__IHRE AUFGABE__
Schreiben Sie aus dem Bericht über den Steuerprozess gegen Hoeneß den Abschnitt wortgetreu ab. Beginnen Sie bei den Worten „10.03.2014, 20:41 Uhr“ und hören Sie nach „der deutschen Medienlandschaft.“ auf.

__TEXT ZUR PRÜFUNG__
Steuer-Prozess gegen Hoeneß "Selbstanzeige war eine Seifenblase"
10.03.2014, 20:41 Uhr
Der langerwartete Prozess gegen Uli Hoeneß wegen Steuerhinterziehung beginnt mit einem Paukenschlag: Der Präsident des FC Bayern München geht in die Offensive und räumt ein, dass seine Steuerschuld mehr als fünfmal so hoch ist, als ursprünglich angenommen. Die Selbstanzeige von 2013 muss nun vollkommen neu bewertet werden. Ob die alte sowie neue Beichte den 62-Jährigen vor einer langjährigen Haftstrafe bewahren, wird in den nächsten Prozesstagen zu klären sein. Noch vor dem endgültigen Richterspruch ist die Causa Hoeneß das beherrschende Thema in der deutschen Medienlandschaft.

__DATENSÄTZE__
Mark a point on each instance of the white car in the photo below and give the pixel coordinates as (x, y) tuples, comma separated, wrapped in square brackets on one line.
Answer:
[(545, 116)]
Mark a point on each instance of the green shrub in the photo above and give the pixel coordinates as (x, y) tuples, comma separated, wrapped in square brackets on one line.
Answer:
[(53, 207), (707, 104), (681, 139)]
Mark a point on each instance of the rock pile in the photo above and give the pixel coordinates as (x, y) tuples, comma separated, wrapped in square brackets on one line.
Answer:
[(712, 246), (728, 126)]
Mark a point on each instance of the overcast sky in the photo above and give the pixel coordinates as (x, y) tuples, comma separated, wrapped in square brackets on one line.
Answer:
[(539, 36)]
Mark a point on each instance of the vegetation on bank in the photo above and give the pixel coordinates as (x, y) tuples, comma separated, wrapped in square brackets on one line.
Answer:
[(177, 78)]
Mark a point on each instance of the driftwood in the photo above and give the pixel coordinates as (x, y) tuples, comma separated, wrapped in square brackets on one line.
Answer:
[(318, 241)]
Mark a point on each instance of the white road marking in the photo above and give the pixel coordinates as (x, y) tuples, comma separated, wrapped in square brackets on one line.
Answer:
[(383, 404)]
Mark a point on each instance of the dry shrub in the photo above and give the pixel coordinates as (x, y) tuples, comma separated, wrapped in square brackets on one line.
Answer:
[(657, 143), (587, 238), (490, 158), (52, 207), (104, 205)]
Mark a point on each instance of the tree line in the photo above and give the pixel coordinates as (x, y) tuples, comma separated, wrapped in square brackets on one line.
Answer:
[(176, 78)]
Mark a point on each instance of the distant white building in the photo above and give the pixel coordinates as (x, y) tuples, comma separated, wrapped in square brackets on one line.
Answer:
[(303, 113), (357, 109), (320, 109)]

__SCHRIFTLICHE LÖSUNG__
10.03.2014, 20:41 Uhr
Der langerwartete Prozess gegen Uli Hoeneß wegen Steuerhinterziehung beginnt mit einem Paukenschlag: Der Präsident des FC Bayern München geht in die Offensive und räumt ein, dass seine Steuerschuld mehr als fünfmal so hoch ist, als ursprünglich angenommen. Die Selbstanzeige von 2013 muss nun vollkommen neu bewertet werden. Ob die alte sowie neue Beichte den 62-Jährigen vor einer langjährigen Haftstrafe bewahren, wird in den nächsten Prozesstagen zu klären sein. Noch vor dem endgültigen Richterspruch ist die Causa Hoeneß das beherrschende Thema in der deutschen Medienlandschaft.